▶ _DIRECTIONS FOR THIS TASK_
Resume the commentary below on nominee David Hamilton's rulings against Indiana's abortion informed-consent law, picking up after its last sentence.

Bench Memos

Seventh Circuit Nominee David Hamilton—Abortion

Some additional comments on Seventh Circuit nominee David Hamilton’s extraordinary seven-year obstruction of Indiana’s 1995 statute governing informed consent for abortion (through his series of rulings, ultimately reversed by the Seventh Circuit, in A Woman’s Choice v. Newman):

1.  When Hamilton in 1997 finally permitted the waiting-period and mandatory-disclosure provisions of the law to go into effect, he displayed his own personal hostility to those provisions as he complained that they “appear likely to be useless, patronizing, and annoying, and there is no evidence that these provisions will actually serve any constitutionally legitimate purpose.”  This statement of his was an entirely gratuitous slap at Indiana’s statute, as these were provisions that he recognized were constitutionally permissible and was finally letting take effect

2.  In his preliminary injunction ruling, Hamilton relied almost exclusively on a statistical study of the effects of a waiting-period provision in Mississippi conducted by a sociologist at the Alan Guttmacher Institute (which engages in abortion advocacy and research).  Even after the Seventh Circuit, in a case involving a Wisconsin waiting-period provision (Karlin v. Foust, 188 F.3d 446 (1999)), concluded that the Mississippi study did not warrant invalidation of the Wisconsin provision, Judge Hamilton continued to rely on the Mississippi study in granting a permanent injunction.

▶ _DATA EXTRACTS_

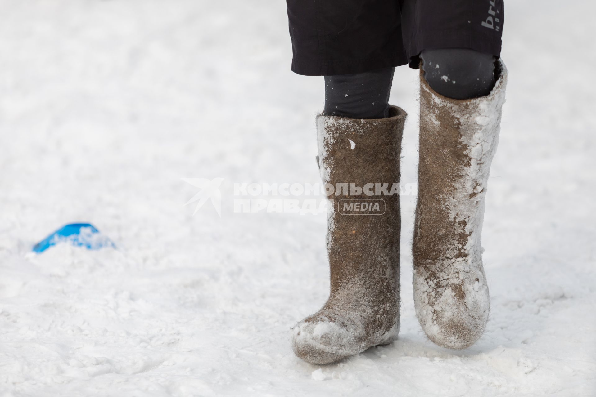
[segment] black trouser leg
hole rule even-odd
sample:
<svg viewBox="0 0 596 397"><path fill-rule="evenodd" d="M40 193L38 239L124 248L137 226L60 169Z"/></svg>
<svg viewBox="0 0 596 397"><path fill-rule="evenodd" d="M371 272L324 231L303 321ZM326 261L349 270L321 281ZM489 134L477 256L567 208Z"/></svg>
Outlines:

---

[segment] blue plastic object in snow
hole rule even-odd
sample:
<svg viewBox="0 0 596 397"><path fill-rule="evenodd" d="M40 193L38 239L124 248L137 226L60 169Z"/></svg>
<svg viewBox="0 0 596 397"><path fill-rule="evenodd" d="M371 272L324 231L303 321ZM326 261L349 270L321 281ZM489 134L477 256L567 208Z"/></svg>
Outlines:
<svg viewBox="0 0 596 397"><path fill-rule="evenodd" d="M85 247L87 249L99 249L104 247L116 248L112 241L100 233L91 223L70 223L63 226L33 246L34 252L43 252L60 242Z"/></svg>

* * *

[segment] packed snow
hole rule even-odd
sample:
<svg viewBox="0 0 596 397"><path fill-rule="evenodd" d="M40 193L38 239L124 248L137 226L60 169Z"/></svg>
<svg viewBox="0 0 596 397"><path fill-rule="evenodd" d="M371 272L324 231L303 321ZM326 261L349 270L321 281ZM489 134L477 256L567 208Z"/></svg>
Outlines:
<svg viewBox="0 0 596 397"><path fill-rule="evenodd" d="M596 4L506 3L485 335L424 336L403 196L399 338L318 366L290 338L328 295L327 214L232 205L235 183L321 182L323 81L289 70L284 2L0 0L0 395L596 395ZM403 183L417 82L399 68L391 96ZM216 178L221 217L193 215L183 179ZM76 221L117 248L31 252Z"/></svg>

▶ _TASK RESPONSE_
In reversing Judge Hamilton’s ruling, the Seventh Circuit majority, in an opinion by Judge Easterbrook (305 F.3d 684 (2002)), noted that the Mississippi study

did not ask how Mississippi compares with Indiana. The study does not include a regression based on the sorts of variables, such as urbanization, income, average distance to an abortion clinic, average price of abortion, and so on, that might enable conclusions drawn from Mississippi to be extrapolated with confidence to other states. 

As the Seventh Circuit majority also explained, nothing in the Mississippi study spoke to the critical question that Hamilton entirely overlooked—whether any decline in abortions resulting from a provision generally requiring two visits to an abortion clinic occurred among those women who were “on the fence between ending the pregnancy and carrying the pregnancy to term, so that even a modest cost tips the scales.”  (Supreme Court candidate Diane Wood dissented.)

Hamilton’s dogged and excessive reliance on the Alan Guttmacher study suggests that Hamilton was indulging his own views on abortion policy.